--- begin Data for the task ---

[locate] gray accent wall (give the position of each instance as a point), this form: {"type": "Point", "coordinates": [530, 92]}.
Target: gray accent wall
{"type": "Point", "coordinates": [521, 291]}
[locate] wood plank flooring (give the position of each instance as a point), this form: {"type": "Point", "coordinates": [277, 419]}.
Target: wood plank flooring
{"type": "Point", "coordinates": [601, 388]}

--- end Data for the task ---
--- begin Data for the task ---

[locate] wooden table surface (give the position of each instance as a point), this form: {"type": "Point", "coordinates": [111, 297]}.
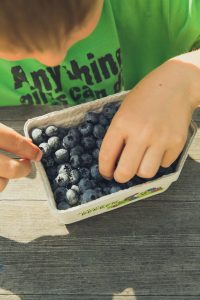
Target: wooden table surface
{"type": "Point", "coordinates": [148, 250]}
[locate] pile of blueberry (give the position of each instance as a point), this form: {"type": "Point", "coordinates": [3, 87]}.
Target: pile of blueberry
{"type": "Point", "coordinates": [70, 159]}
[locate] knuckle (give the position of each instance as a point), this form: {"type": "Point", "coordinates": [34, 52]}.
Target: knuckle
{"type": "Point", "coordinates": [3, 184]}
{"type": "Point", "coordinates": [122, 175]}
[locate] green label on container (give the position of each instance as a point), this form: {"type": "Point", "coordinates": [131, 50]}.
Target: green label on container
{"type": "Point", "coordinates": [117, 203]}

--- end Data for the task ---

- Challenge -
Pick out every line in the rows above that contains the string "knuckle".

- Result of the task -
[locate] knuckle (give the position of each instance as a point), this form: {"type": "Point", "coordinates": [34, 52]}.
Target: knuckle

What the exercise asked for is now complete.